:: Data excerpts ::
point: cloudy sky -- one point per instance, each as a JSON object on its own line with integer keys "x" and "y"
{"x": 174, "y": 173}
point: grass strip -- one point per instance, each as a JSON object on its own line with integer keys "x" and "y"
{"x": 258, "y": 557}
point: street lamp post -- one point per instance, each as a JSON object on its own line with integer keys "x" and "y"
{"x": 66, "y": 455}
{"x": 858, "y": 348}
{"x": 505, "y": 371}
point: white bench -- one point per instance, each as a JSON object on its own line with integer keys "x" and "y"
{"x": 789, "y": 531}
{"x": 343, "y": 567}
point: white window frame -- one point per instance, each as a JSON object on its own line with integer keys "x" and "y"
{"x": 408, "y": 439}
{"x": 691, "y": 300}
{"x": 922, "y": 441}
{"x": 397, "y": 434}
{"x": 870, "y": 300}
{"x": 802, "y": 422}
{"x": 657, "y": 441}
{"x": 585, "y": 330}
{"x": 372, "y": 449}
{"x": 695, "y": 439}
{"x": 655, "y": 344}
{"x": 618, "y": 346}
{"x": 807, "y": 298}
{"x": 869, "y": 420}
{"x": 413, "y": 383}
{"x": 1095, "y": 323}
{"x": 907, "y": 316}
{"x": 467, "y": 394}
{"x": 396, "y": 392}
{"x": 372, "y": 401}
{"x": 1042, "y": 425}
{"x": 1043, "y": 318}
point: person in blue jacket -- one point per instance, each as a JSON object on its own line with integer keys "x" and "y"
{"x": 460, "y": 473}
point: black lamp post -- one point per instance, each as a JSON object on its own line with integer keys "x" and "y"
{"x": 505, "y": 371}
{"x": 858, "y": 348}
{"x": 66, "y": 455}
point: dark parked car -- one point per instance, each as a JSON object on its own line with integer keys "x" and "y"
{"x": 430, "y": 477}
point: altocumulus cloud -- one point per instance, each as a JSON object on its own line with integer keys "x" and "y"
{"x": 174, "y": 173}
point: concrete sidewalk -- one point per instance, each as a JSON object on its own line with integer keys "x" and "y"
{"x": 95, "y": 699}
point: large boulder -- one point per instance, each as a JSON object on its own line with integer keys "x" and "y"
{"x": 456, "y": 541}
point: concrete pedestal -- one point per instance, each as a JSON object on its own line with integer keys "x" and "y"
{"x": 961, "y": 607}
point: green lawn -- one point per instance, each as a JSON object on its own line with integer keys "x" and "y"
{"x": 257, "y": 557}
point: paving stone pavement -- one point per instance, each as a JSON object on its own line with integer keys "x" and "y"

:: Assignment ::
Transcribe the full listing exactly, leaving out no line.

:: Output of the task ::
point: cloudy sky -- one point per instance, each as a JSON object on its own line with integer keys "x" and "y"
{"x": 174, "y": 173}
point: grass strip -- one point per instance, each as a JSON object on its own line with integer keys "x" and "y"
{"x": 258, "y": 557}
point: street lamp post -- one point per instance, each as a JSON object on its own line with integer keys "x" and "y"
{"x": 66, "y": 455}
{"x": 858, "y": 348}
{"x": 505, "y": 371}
point: white bench -- one point per instance, each as a JSON object on its own line with integer keys "x" and "y"
{"x": 789, "y": 531}
{"x": 343, "y": 567}
point: white window frame -- one point per instance, each as a JSON object on its own line with integer keys "x" and "y"
{"x": 408, "y": 439}
{"x": 691, "y": 300}
{"x": 922, "y": 441}
{"x": 397, "y": 434}
{"x": 870, "y": 300}
{"x": 802, "y": 422}
{"x": 657, "y": 441}
{"x": 585, "y": 330}
{"x": 372, "y": 449}
{"x": 695, "y": 439}
{"x": 655, "y": 344}
{"x": 618, "y": 346}
{"x": 807, "y": 298}
{"x": 869, "y": 420}
{"x": 413, "y": 383}
{"x": 1095, "y": 323}
{"x": 907, "y": 316}
{"x": 467, "y": 394}
{"x": 396, "y": 392}
{"x": 372, "y": 401}
{"x": 1042, "y": 425}
{"x": 1043, "y": 318}
point: person in blue jacket -- one point per instance, each as a JSON object on its own line with integer keys "x" and "y"
{"x": 460, "y": 473}
point: black lamp post -- one point per instance, each as a JSON object on its own line with integer keys "x" and "y"
{"x": 505, "y": 371}
{"x": 858, "y": 348}
{"x": 66, "y": 455}
point: dark parked car -- one point per instance, each as a JSON object on its own line with integer keys "x" and "y"
{"x": 430, "y": 477}
point: altocumulus cloud -- one point per instance, each as a JSON object on its own line with integer keys "x" and "y"
{"x": 174, "y": 173}
point: concrete sidewalk -- one point per instance, each as a JSON object on its own line with integer keys "x" and "y"
{"x": 95, "y": 699}
point: large boulder -- one point per instance, each as a JSON object on its own line with integer keys "x" and "y"
{"x": 456, "y": 541}
point: concrete pedestal -- one point per instance, each as a JSON object on its own line with integer keys "x" and "y"
{"x": 961, "y": 607}
point: green lawn -- one point per instance, each as a JSON object on its own line with integer keys "x" and "y"
{"x": 257, "y": 557}
point: paving stone pavement -- one point per instance, each as a JSON object on its own line with integer keys "x" and "y"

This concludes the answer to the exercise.